▸ **Task details**: Please rewrite the health care letter starting with "From my reading, most" and going on through "hard to know.", putting "end-of-life care" in place of "hospice care".

▸ **Excerpt to read**:
* * *

Here's a link you might want to look at. I looked at yours, so now I want to show you mine (hmmm...that sounds kinda kinky, doesn't it? :) Just kidding, James.


A good letter

From my reading, most of the arguments don't hold water, though I agree that funding for hospice care should not just be preserved, but expanded. I haven't been able to get to the bottom of whether the concern is a real one, or whether Larry's simply echoing the talking points of lobbyists for that industry. It's really hard to know.

Your concern that the legislation be almost perfect is misguided, I'm afraid ... unless you're ready to dramatically increase taxes, which I doubt you are. Whatever we do in healthcare will change again and again and again as we learn what works and what doesn't. Anyone who's pretending they can understand all the consequences of any legislation is crazy, especially something this complicated.

The alternative is to continue to leave 40+ million people living on the brink of medical bankruptcy, while costs continue to escalate out of control. Doing something is better than doing nothing, even if that something isn't almost perfect. There is no "almost perfect." There is "the best we can do" ... and then we work to improve it.

* * *

Natural-language object grounding data:

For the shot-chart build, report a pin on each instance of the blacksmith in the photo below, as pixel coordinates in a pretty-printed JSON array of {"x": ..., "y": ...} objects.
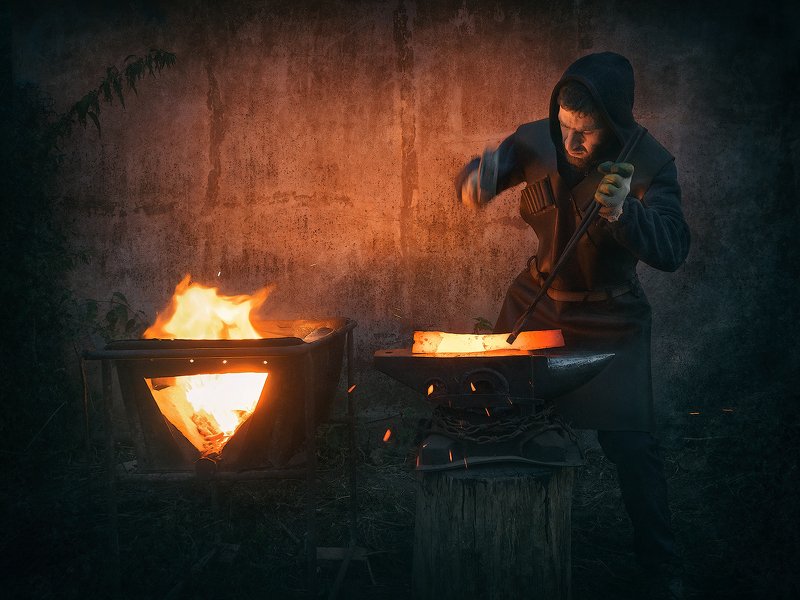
[{"x": 567, "y": 164}]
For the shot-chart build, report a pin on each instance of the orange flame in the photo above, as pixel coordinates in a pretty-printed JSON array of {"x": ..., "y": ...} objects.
[{"x": 207, "y": 408}]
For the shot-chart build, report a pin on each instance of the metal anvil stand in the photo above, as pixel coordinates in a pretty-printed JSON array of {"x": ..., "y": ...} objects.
[{"x": 309, "y": 473}]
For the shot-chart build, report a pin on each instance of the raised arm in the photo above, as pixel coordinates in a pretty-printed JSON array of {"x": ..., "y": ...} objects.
[{"x": 654, "y": 229}]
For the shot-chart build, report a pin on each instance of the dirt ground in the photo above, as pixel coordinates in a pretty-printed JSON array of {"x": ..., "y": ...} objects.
[{"x": 734, "y": 511}]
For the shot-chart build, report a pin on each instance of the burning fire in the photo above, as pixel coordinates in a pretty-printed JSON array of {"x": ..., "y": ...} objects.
[{"x": 207, "y": 408}]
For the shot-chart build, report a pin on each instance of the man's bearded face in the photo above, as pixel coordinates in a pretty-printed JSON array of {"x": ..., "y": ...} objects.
[{"x": 583, "y": 136}]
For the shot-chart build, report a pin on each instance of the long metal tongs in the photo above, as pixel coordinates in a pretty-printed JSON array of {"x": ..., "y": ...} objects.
[{"x": 590, "y": 216}]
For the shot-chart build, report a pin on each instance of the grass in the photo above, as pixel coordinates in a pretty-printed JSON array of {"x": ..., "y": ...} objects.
[{"x": 733, "y": 498}]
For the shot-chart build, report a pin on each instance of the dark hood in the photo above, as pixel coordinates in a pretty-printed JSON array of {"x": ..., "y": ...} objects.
[{"x": 609, "y": 78}]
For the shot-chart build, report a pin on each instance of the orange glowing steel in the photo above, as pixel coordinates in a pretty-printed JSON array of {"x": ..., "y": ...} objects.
[
  {"x": 440, "y": 342},
  {"x": 207, "y": 408}
]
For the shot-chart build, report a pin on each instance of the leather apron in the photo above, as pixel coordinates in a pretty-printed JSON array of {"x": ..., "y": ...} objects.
[{"x": 616, "y": 318}]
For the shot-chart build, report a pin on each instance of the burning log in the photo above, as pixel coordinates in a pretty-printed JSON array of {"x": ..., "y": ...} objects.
[{"x": 493, "y": 532}]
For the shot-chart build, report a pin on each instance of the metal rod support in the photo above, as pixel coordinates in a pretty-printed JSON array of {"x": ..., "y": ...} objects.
[{"x": 588, "y": 219}]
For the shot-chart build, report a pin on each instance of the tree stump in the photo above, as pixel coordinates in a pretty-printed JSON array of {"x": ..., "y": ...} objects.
[{"x": 493, "y": 531}]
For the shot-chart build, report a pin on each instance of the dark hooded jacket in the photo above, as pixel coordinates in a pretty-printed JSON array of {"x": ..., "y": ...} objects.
[{"x": 651, "y": 229}]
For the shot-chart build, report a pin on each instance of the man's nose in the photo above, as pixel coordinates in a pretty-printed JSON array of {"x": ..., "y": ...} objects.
[{"x": 573, "y": 141}]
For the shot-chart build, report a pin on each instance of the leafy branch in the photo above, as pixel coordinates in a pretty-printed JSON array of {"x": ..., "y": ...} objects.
[
  {"x": 112, "y": 86},
  {"x": 481, "y": 324}
]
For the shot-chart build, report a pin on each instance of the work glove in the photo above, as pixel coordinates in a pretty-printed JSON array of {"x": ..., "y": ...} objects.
[
  {"x": 613, "y": 189},
  {"x": 480, "y": 185}
]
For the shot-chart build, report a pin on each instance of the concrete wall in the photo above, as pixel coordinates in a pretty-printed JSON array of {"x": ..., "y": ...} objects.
[{"x": 312, "y": 145}]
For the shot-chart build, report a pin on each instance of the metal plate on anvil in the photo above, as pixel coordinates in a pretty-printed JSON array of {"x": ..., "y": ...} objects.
[{"x": 542, "y": 375}]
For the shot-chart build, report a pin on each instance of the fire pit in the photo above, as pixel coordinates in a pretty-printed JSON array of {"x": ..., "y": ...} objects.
[
  {"x": 216, "y": 394},
  {"x": 285, "y": 379}
]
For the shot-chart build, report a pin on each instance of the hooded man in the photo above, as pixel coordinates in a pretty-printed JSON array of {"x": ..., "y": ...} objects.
[{"x": 596, "y": 300}]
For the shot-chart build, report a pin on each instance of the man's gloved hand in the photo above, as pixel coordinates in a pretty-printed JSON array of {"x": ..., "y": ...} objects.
[{"x": 613, "y": 189}]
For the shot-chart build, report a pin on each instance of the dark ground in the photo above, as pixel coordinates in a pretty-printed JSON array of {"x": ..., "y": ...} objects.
[{"x": 734, "y": 508}]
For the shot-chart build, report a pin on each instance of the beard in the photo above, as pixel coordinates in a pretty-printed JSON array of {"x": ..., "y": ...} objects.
[{"x": 582, "y": 165}]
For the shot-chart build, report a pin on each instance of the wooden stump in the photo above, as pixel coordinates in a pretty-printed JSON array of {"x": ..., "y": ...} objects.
[{"x": 493, "y": 532}]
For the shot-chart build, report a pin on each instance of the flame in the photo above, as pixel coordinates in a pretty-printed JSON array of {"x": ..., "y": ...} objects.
[
  {"x": 440, "y": 342},
  {"x": 197, "y": 312},
  {"x": 207, "y": 408}
]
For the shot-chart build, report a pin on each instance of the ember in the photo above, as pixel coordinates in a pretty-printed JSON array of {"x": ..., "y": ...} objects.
[{"x": 207, "y": 408}]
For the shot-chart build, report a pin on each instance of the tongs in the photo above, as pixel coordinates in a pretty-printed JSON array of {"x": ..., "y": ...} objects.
[{"x": 588, "y": 218}]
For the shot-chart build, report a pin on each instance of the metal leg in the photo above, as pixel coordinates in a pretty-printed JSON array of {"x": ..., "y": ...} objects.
[
  {"x": 111, "y": 483},
  {"x": 351, "y": 450},
  {"x": 311, "y": 476}
]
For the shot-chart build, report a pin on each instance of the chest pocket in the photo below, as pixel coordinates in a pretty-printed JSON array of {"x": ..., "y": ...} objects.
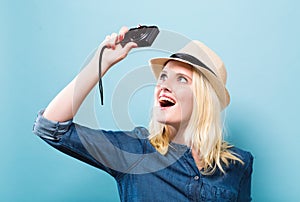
[{"x": 210, "y": 193}]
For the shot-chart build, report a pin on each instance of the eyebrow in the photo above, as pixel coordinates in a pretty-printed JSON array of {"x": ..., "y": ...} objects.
[{"x": 181, "y": 74}]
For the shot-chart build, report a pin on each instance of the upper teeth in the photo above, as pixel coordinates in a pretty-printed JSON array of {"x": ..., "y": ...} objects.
[{"x": 166, "y": 99}]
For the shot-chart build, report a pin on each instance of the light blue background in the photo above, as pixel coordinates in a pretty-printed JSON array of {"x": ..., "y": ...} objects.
[{"x": 44, "y": 44}]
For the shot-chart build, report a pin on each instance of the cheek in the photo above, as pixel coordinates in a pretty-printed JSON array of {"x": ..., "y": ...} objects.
[{"x": 186, "y": 100}]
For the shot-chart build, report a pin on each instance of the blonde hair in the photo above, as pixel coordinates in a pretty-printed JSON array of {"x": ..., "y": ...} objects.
[{"x": 204, "y": 130}]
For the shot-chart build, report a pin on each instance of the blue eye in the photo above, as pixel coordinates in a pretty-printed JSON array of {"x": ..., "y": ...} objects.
[{"x": 182, "y": 79}]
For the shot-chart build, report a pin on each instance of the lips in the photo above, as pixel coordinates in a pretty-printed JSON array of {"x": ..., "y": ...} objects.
[{"x": 166, "y": 101}]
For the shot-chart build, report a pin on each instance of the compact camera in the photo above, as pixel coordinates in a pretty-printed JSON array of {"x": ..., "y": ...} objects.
[{"x": 143, "y": 36}]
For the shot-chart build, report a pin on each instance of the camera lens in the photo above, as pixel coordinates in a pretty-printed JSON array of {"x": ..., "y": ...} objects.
[{"x": 139, "y": 35}]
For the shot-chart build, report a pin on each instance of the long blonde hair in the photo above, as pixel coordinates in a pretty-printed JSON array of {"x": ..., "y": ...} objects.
[{"x": 204, "y": 131}]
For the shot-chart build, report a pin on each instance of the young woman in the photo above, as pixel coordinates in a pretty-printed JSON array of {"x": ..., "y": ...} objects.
[{"x": 182, "y": 156}]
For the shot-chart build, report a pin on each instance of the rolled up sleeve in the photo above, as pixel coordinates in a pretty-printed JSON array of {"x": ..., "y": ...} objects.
[
  {"x": 112, "y": 151},
  {"x": 52, "y": 130}
]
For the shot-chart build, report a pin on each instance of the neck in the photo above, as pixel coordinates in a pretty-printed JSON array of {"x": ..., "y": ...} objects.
[{"x": 177, "y": 134}]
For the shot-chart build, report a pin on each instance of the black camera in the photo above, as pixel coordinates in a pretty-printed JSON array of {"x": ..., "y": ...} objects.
[{"x": 143, "y": 36}]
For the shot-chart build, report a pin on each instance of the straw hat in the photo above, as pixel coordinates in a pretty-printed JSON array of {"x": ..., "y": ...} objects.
[{"x": 203, "y": 59}]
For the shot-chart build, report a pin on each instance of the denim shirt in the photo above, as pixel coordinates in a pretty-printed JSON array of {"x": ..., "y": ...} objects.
[{"x": 142, "y": 173}]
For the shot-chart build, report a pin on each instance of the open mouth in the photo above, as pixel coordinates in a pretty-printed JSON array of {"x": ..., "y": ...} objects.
[{"x": 165, "y": 101}]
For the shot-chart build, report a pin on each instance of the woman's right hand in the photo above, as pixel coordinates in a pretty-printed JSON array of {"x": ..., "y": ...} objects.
[{"x": 114, "y": 52}]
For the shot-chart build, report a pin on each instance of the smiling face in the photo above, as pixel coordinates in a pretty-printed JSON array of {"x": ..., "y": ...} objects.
[{"x": 174, "y": 95}]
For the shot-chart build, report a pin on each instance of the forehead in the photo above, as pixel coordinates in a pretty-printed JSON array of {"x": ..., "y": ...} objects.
[{"x": 178, "y": 67}]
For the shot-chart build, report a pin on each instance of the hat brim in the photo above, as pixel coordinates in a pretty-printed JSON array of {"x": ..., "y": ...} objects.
[{"x": 157, "y": 64}]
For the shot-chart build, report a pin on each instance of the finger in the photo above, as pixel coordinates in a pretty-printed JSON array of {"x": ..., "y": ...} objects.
[
  {"x": 122, "y": 33},
  {"x": 113, "y": 40},
  {"x": 130, "y": 46}
]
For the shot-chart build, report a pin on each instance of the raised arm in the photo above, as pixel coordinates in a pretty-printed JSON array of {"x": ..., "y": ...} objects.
[{"x": 67, "y": 102}]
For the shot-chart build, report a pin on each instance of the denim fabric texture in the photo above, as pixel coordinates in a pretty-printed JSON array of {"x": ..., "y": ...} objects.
[{"x": 142, "y": 173}]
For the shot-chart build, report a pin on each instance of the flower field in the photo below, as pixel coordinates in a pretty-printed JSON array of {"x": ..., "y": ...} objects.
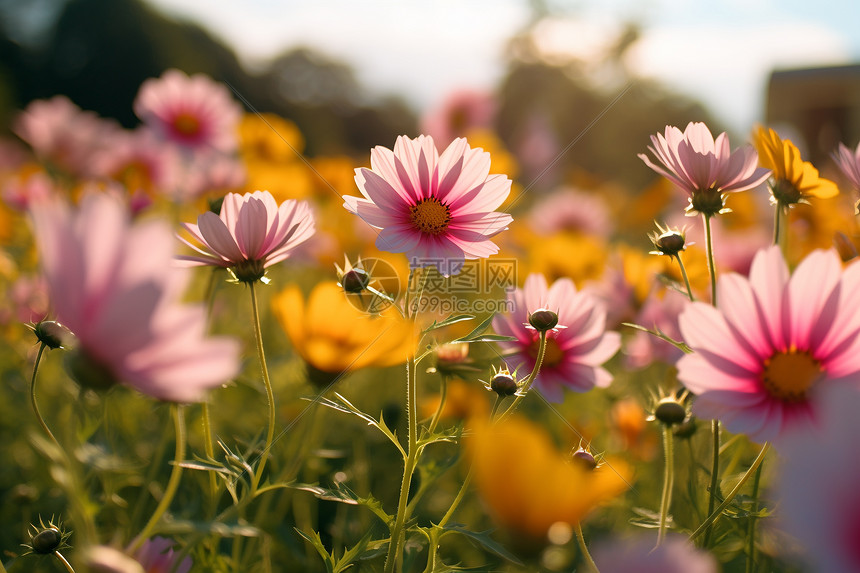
[{"x": 222, "y": 353}]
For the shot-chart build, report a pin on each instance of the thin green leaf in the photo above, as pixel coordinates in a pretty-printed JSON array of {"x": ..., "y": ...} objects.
[
  {"x": 314, "y": 539},
  {"x": 342, "y": 494},
  {"x": 180, "y": 527},
  {"x": 350, "y": 556},
  {"x": 483, "y": 539},
  {"x": 485, "y": 338},
  {"x": 344, "y": 405},
  {"x": 662, "y": 336},
  {"x": 478, "y": 330},
  {"x": 448, "y": 321}
]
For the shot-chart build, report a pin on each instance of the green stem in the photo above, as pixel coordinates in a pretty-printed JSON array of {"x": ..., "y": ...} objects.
[
  {"x": 684, "y": 275},
  {"x": 270, "y": 397},
  {"x": 443, "y": 394},
  {"x": 65, "y": 563},
  {"x": 668, "y": 481},
  {"x": 172, "y": 483},
  {"x": 210, "y": 450},
  {"x": 211, "y": 289},
  {"x": 716, "y": 513},
  {"x": 783, "y": 235},
  {"x": 752, "y": 523},
  {"x": 33, "y": 398},
  {"x": 776, "y": 223},
  {"x": 394, "y": 559},
  {"x": 529, "y": 381},
  {"x": 712, "y": 269},
  {"x": 87, "y": 531},
  {"x": 435, "y": 532},
  {"x": 584, "y": 548},
  {"x": 715, "y": 478}
]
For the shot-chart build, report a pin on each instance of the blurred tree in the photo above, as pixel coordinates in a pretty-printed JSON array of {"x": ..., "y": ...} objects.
[
  {"x": 98, "y": 52},
  {"x": 544, "y": 107}
]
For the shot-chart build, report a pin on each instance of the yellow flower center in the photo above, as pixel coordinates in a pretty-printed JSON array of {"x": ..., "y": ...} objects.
[
  {"x": 789, "y": 375},
  {"x": 186, "y": 124},
  {"x": 552, "y": 355},
  {"x": 430, "y": 216}
]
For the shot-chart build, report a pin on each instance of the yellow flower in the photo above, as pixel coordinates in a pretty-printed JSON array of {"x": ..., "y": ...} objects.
[
  {"x": 268, "y": 137},
  {"x": 581, "y": 258},
  {"x": 794, "y": 179},
  {"x": 333, "y": 337},
  {"x": 542, "y": 486},
  {"x": 284, "y": 180}
]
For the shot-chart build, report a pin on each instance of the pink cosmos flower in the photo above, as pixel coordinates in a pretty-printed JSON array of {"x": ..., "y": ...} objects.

* * *

▸ **Task output**:
From my reading, most of the arguments don't hold water, though I agree that funding for end-of-life care should not just be preserved, but expanded. I haven't been able to get to the bottom of whether the concern is a real one, or whether Larry's simply echoing the talking points of lobbyists for that industry. It's really hard to know.